--- Start READING PASSAGE ---
BTW, “wattles” are also a kind of marsh grass that can be dried out and woven to make baskets or even housing-ever hear of “daub-and-wattle” construction?

On 2002-07-19 10:49, Pat Cannady wrote:

BTW, “wattles” are also a kind of marsh grass that can be dried out and woven to make baskets or even housing-ever hear of “daub-and-wattle” construction?

Yeah, now that you mention it. I didn’t think of that. Somehow I 've always associated that title with flabby fleshy things… :slight_smile:

I tried to listen to the tunes to find out what was going on. I just got confused. I kept hearing this one part over and over alternating with something else. So I looked the tunes up at JC’s. The version of Wattle that I printed doesn’t exactly match Burke’s but there is one that’s closer. Anyway, the second part of Dinny is hardly distinguishable from the first part of Wattle. There are some minor differences in the versions I printed off but it’s clear they’re substantially the thing.

Steve

On 2002-07-19 13:49, SteveK wrote:
Anyway, the second part of Dinny is hardly distinguishable from the first part of Wattle

hmmm, I don’t know Burke’s versions but would think that’s a bit of a bold statement given the versions I know.

On 2002-07-19 14:10, Peter Laban wrote:
hmmm, I don’t know Burke’s versions but would think that’s a bit of a bold statement given the versions I know.

Maybe “essentially the same” is too strong but close enough to be confusing. The first, third and fifth measures are identical in the printed versions so that the same phrase keeps repeating throughout in both tunes. I’d have to go back to the recording to check them to make sure they’re the same as Burke’s. Obviously, I can’t comment about the versions you play.

Steve

“If the cap fits” - takes me back! Time was when I knew that album practically by heart. You’re quite correct Bloomfield, he switches between the two tunes by stitching the two parts together in the middle. That was obvious to me the first time I heard it, but then I was very familiar with his version of Dinny Delaney’s from the Bothy Band. Bit of a gimmick but the effect is playful, and fun.
--- End READING PASSAGE ---
◆ DIRECTIONS FOR THIS TASK: Continue the forum discussion of the tunes Wattle and Dinny Delaney's, picking up after its last post.
--- Start DATASET ROWS ---
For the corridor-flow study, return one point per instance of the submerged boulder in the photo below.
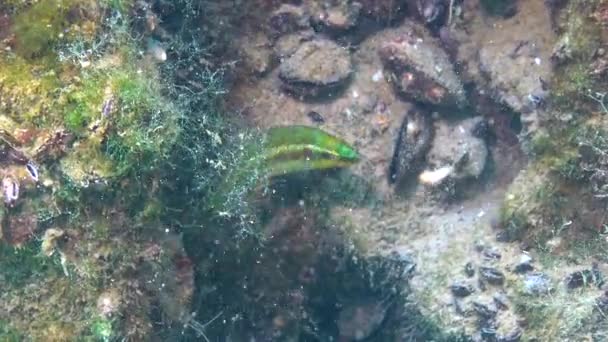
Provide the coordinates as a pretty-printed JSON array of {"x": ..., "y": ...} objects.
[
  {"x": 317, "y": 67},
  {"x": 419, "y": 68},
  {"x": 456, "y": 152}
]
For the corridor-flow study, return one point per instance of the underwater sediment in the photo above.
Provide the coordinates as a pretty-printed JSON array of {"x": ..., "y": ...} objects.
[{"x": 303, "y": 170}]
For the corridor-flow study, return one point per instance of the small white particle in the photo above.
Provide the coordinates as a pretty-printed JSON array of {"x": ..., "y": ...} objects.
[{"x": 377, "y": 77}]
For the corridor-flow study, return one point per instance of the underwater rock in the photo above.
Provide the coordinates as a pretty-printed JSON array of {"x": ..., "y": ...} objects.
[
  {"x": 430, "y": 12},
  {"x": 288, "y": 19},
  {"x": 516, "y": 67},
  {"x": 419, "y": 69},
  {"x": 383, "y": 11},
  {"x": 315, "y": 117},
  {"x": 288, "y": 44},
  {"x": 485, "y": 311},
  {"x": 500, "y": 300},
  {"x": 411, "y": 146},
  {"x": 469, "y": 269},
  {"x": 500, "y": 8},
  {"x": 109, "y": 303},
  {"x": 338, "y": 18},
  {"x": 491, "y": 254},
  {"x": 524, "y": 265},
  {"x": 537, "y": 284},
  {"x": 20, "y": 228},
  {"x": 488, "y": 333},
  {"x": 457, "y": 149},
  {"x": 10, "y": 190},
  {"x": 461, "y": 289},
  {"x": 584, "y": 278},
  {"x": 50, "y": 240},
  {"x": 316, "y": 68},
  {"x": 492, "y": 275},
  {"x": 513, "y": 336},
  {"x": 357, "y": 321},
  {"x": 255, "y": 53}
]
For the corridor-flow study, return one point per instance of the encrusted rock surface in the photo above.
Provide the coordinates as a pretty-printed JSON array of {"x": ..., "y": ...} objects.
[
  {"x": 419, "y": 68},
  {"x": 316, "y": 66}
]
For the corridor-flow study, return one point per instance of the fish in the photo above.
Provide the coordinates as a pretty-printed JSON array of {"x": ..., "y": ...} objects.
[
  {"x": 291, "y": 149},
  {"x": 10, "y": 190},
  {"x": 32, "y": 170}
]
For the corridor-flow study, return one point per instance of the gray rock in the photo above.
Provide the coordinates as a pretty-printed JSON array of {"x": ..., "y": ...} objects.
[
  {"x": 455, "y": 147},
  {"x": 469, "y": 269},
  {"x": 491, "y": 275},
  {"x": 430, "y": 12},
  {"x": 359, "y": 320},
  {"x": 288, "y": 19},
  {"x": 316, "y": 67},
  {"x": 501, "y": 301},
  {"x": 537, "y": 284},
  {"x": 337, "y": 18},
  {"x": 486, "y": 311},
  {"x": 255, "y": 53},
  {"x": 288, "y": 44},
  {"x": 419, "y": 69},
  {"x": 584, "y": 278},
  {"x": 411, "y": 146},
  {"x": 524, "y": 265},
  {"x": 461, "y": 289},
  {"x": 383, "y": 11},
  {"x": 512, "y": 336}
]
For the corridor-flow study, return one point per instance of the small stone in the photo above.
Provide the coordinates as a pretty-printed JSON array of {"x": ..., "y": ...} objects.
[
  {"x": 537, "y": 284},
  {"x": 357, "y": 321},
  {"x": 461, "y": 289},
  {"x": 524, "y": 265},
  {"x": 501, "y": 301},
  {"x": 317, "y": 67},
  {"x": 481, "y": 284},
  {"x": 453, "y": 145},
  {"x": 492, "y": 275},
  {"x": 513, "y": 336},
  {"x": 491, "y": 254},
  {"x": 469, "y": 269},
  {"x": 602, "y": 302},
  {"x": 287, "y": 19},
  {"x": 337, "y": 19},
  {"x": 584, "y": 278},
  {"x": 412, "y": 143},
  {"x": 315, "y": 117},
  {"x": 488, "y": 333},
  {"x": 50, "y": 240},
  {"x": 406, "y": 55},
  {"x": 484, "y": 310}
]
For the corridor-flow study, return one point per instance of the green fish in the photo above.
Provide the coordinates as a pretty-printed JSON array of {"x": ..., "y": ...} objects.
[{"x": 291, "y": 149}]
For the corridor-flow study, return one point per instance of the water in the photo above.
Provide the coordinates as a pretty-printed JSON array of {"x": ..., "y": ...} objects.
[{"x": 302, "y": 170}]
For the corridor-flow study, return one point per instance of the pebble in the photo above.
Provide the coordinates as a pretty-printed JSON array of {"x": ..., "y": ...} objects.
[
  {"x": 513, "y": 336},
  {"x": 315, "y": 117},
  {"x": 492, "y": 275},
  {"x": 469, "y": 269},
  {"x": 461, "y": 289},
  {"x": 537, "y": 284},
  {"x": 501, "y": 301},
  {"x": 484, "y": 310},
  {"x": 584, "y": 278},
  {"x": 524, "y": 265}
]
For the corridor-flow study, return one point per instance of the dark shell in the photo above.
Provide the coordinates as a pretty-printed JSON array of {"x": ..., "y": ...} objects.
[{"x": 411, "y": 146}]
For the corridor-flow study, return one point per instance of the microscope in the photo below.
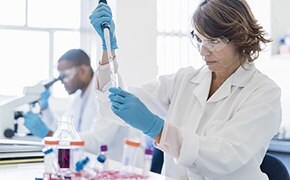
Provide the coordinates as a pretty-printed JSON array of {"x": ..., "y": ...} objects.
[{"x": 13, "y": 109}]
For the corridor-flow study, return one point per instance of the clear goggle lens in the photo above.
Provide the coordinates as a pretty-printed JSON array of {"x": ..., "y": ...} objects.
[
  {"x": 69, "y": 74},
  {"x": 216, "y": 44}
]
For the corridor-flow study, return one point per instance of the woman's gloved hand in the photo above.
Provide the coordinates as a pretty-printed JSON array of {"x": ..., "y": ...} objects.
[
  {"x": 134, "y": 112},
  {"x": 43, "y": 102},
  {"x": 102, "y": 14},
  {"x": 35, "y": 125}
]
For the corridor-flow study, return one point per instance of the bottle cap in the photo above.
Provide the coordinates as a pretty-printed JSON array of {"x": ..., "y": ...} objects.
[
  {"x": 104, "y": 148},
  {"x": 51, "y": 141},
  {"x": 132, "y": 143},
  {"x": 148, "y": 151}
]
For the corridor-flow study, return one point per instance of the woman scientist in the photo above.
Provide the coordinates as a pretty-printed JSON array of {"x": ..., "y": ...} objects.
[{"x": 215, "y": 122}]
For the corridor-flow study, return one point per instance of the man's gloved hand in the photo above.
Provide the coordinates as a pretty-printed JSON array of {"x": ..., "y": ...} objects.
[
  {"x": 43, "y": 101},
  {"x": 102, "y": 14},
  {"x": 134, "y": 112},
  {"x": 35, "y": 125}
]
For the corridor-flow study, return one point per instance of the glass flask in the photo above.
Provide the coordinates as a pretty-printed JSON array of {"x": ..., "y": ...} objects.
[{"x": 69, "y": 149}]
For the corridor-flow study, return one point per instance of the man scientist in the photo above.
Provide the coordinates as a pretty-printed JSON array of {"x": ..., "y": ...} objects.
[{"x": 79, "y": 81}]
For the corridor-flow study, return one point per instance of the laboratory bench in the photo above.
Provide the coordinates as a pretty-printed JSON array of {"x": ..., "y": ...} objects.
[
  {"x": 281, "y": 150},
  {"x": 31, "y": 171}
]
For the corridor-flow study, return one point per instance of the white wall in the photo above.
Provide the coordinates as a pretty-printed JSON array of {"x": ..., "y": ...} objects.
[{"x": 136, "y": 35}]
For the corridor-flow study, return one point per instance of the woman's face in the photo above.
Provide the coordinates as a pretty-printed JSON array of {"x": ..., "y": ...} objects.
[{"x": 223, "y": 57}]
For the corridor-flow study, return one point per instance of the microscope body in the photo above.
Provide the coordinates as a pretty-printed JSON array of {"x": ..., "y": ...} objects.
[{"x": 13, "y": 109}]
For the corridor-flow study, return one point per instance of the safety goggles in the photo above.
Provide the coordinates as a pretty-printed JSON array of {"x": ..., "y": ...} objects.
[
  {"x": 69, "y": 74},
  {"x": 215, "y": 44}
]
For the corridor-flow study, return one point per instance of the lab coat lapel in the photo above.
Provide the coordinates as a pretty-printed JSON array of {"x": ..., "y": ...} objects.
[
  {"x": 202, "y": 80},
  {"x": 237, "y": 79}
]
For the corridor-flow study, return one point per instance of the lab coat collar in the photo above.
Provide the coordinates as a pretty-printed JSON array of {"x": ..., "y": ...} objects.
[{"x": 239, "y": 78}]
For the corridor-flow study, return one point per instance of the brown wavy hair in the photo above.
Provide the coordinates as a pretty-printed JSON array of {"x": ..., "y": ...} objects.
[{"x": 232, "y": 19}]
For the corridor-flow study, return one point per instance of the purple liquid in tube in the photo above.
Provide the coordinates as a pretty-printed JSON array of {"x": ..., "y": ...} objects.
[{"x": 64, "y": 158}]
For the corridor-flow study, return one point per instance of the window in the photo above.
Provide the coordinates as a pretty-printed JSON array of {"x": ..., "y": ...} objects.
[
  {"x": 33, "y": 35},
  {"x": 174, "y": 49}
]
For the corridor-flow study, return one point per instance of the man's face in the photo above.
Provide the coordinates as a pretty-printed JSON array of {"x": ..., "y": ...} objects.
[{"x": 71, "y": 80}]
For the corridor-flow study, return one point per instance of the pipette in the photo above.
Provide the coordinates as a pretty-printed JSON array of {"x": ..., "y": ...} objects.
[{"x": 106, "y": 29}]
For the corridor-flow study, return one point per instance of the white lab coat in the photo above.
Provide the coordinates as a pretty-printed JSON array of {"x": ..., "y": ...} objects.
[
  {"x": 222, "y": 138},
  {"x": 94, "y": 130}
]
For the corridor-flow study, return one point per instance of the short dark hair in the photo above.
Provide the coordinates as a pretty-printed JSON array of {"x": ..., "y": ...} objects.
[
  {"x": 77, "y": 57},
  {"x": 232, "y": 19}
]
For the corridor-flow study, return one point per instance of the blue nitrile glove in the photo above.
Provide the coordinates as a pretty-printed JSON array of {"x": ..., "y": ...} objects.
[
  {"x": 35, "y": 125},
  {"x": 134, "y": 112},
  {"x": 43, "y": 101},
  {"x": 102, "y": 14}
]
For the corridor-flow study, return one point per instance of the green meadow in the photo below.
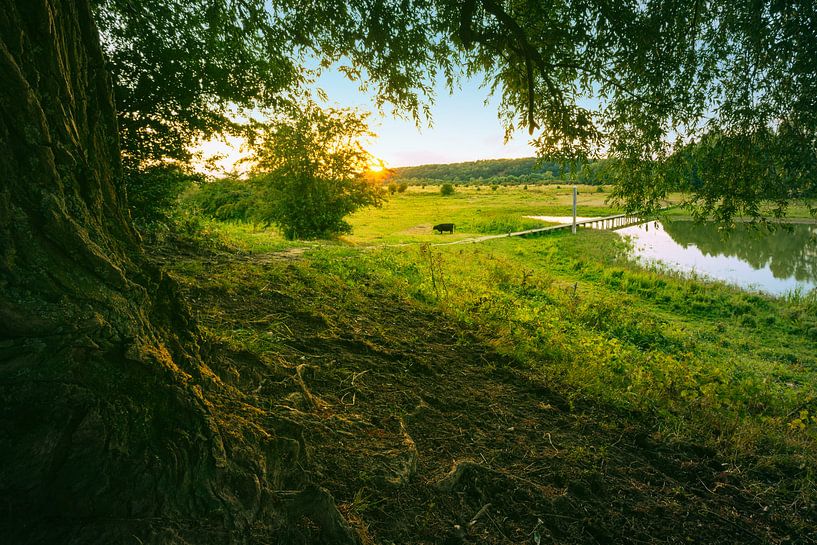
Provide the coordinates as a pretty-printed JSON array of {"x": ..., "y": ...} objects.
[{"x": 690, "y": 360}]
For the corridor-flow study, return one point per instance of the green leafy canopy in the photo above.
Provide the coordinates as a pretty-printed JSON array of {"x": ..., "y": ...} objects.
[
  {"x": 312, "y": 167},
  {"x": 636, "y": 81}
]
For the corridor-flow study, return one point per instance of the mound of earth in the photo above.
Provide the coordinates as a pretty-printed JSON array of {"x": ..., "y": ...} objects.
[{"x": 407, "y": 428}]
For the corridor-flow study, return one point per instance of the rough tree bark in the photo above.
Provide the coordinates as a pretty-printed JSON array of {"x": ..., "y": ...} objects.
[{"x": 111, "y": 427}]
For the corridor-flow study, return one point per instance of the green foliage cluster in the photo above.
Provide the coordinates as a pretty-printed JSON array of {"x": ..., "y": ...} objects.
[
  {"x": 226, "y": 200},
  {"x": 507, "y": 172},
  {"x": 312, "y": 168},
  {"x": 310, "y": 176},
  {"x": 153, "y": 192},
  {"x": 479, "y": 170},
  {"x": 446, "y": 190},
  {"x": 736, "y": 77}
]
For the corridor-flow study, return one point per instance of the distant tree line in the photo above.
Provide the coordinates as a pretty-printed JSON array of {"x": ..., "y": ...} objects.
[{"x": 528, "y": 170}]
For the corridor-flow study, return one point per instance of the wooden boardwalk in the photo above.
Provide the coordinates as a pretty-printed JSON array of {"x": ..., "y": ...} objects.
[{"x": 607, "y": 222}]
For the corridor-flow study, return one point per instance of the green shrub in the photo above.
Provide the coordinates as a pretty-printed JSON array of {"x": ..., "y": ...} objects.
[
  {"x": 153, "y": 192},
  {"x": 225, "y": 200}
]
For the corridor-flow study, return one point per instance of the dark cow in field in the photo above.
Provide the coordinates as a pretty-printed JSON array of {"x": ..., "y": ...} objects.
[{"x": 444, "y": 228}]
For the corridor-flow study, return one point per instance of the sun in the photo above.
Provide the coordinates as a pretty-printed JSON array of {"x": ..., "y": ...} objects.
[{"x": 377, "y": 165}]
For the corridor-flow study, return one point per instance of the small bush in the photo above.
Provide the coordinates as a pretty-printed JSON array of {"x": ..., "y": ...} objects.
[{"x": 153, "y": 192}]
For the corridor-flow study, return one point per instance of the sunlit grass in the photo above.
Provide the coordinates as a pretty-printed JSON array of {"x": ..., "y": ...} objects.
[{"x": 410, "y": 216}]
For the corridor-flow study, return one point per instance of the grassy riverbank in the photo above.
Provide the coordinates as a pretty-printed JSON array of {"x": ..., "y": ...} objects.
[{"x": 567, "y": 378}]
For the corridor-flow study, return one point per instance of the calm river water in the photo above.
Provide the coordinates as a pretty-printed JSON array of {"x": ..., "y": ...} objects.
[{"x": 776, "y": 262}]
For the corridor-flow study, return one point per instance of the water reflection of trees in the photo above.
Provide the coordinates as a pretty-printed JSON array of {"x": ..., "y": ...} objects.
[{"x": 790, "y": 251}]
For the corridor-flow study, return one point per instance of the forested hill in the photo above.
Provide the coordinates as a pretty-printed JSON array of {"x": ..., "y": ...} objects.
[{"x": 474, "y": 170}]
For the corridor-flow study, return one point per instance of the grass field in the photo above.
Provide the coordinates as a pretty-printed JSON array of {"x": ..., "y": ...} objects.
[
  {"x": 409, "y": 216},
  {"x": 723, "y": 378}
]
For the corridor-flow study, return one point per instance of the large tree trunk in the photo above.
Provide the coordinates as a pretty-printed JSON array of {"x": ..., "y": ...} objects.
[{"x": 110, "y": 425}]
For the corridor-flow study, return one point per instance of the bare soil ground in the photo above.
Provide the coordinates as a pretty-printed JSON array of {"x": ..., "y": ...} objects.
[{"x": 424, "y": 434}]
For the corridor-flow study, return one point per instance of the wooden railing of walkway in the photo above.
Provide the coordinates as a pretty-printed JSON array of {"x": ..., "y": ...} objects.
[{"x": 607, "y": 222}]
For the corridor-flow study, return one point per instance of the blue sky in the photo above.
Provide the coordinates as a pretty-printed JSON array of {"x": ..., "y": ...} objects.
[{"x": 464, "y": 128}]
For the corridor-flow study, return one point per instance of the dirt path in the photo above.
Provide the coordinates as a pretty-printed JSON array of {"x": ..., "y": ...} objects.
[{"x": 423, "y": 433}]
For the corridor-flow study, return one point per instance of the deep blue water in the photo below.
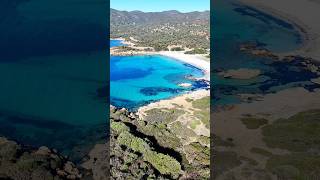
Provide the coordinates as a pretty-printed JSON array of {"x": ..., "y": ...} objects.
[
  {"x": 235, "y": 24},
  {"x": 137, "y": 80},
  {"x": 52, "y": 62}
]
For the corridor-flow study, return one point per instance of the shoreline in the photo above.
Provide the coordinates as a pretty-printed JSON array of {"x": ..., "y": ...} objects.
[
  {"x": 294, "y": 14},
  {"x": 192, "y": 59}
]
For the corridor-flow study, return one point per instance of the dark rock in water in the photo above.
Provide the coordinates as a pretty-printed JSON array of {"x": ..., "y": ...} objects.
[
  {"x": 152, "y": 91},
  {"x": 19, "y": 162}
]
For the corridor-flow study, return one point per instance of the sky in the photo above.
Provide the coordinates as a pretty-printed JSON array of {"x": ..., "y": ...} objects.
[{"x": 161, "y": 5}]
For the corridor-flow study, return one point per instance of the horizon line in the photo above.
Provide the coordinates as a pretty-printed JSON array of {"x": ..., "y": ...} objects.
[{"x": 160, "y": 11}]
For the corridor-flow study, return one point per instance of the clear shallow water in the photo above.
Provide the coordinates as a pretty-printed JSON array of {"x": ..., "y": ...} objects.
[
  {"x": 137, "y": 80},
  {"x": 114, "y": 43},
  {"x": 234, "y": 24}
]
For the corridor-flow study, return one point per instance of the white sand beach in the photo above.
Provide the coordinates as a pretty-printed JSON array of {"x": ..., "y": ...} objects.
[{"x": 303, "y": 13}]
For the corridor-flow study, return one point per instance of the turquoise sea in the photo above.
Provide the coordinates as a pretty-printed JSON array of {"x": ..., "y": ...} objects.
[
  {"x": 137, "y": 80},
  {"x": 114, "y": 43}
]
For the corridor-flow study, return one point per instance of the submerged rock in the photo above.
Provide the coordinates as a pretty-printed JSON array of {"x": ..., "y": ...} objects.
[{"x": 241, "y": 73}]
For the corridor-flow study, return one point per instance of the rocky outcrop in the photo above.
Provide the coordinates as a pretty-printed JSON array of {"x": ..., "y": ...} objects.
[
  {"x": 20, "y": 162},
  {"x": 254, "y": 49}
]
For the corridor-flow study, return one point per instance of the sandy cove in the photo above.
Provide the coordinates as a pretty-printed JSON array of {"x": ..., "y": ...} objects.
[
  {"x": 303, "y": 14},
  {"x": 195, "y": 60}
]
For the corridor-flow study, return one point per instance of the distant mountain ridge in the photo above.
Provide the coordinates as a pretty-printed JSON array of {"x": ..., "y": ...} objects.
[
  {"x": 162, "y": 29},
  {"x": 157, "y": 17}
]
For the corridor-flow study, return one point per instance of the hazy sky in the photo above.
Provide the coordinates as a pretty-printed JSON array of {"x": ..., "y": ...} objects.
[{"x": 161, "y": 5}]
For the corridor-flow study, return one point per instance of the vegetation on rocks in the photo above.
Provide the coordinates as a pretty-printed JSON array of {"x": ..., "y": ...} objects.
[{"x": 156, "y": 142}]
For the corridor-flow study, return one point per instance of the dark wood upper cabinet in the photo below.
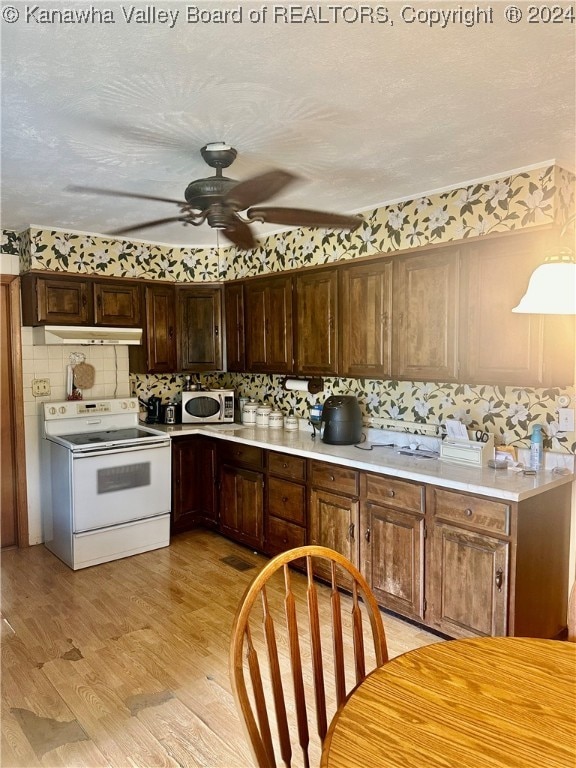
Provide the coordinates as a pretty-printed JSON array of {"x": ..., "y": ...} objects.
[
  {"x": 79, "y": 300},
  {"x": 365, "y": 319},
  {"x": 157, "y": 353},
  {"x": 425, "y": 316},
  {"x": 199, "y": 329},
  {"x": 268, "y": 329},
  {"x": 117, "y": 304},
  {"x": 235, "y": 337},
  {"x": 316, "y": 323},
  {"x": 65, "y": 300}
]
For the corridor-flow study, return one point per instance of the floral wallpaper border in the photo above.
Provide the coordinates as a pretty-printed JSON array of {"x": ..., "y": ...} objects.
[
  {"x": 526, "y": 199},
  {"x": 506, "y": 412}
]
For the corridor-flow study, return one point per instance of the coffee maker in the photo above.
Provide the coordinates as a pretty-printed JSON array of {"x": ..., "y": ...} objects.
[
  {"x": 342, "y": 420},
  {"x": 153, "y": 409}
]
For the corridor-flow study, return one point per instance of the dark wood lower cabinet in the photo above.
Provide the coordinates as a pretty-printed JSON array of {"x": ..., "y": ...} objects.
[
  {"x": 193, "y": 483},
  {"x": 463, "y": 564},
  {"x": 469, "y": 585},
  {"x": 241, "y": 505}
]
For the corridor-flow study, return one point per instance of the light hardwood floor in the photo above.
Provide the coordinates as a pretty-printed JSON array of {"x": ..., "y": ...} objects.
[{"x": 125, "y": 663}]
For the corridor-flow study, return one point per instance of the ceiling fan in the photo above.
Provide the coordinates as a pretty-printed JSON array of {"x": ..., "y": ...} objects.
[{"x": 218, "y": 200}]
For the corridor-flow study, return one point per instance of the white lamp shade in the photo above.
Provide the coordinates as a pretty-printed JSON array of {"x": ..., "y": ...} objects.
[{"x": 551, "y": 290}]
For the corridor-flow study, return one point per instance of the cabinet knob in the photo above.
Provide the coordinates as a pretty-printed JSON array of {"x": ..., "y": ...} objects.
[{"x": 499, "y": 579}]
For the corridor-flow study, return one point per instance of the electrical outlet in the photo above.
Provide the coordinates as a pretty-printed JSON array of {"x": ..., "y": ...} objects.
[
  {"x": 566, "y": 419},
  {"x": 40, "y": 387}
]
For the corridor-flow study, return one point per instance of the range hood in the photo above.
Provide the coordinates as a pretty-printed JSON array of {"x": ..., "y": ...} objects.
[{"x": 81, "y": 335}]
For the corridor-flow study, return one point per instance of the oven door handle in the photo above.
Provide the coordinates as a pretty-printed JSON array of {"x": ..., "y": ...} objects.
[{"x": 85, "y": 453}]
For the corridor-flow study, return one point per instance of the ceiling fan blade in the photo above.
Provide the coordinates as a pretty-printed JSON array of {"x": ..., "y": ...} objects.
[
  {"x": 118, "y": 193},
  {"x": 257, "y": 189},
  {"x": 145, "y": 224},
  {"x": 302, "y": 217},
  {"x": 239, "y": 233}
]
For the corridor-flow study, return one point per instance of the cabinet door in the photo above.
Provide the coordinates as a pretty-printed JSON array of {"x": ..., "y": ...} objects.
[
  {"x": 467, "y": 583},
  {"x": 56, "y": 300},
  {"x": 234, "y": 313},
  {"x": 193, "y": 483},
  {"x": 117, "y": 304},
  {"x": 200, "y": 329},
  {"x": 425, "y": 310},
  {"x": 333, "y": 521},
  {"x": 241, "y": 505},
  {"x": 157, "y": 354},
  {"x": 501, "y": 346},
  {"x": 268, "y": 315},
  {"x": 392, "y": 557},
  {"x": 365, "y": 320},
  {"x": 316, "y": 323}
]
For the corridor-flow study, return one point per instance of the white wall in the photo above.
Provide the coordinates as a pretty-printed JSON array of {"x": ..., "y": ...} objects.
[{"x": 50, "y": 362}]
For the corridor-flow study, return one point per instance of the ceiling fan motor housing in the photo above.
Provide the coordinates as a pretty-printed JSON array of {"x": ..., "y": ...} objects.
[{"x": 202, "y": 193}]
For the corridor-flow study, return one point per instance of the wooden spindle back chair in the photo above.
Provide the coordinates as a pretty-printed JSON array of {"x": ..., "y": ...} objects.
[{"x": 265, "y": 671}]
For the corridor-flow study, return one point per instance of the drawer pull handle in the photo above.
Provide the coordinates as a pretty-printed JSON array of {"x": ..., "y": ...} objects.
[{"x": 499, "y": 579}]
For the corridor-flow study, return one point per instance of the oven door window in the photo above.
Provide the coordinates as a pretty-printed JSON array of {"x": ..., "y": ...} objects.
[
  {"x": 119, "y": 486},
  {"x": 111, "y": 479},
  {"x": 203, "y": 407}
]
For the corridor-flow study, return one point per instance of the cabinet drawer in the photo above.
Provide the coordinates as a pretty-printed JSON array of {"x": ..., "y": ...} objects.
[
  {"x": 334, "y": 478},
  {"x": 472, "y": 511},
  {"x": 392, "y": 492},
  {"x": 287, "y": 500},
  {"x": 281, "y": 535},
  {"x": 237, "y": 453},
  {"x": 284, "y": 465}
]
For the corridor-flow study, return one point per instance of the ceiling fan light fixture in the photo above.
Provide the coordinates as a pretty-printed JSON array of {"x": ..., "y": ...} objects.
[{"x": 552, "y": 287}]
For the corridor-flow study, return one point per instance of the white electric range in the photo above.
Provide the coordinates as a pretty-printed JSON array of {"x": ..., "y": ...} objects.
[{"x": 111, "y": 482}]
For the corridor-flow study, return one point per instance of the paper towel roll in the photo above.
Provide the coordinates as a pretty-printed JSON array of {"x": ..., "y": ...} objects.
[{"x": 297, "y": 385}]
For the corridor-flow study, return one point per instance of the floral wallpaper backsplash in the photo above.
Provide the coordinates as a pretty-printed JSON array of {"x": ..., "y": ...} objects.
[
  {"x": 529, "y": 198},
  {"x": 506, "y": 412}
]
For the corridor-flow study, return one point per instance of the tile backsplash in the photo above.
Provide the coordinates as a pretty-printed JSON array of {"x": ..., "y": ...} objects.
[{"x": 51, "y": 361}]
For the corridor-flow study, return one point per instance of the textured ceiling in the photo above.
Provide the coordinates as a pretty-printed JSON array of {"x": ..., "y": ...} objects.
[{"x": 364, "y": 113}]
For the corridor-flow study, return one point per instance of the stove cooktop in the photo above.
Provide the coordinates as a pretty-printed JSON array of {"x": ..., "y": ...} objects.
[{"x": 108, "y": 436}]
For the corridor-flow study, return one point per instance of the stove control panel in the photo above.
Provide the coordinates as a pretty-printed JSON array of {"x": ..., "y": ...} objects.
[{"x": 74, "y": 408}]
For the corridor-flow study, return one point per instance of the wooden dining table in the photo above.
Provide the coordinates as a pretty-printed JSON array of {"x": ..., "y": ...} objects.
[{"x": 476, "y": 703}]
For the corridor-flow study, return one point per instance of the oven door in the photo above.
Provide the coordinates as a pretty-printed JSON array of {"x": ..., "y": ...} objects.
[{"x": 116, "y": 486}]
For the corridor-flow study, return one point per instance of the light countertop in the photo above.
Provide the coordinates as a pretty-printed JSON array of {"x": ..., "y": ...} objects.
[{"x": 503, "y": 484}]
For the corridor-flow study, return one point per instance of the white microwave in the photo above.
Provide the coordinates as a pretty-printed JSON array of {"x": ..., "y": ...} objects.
--- End DATASET ROWS ---
◆ RESULT OF THE TASK:
He was prone to this kind of thing (way back in the old days, when Kevin Burke was very skinny and Paddy Keenan was distinctly podgy. How things change. (Hmm I was a bit skinnier myself 25 years ago!)). On the same album, first track, he switches from “A Kerry Reel” into “Good Morning to Your Nightcap” by taking the halfnote E that finishes the one as the halfnote E that starts the other. And on Promenade he switches from a hornpipe version of “Old Torn Petticoat” into the reel halfway through the repeat of the second part.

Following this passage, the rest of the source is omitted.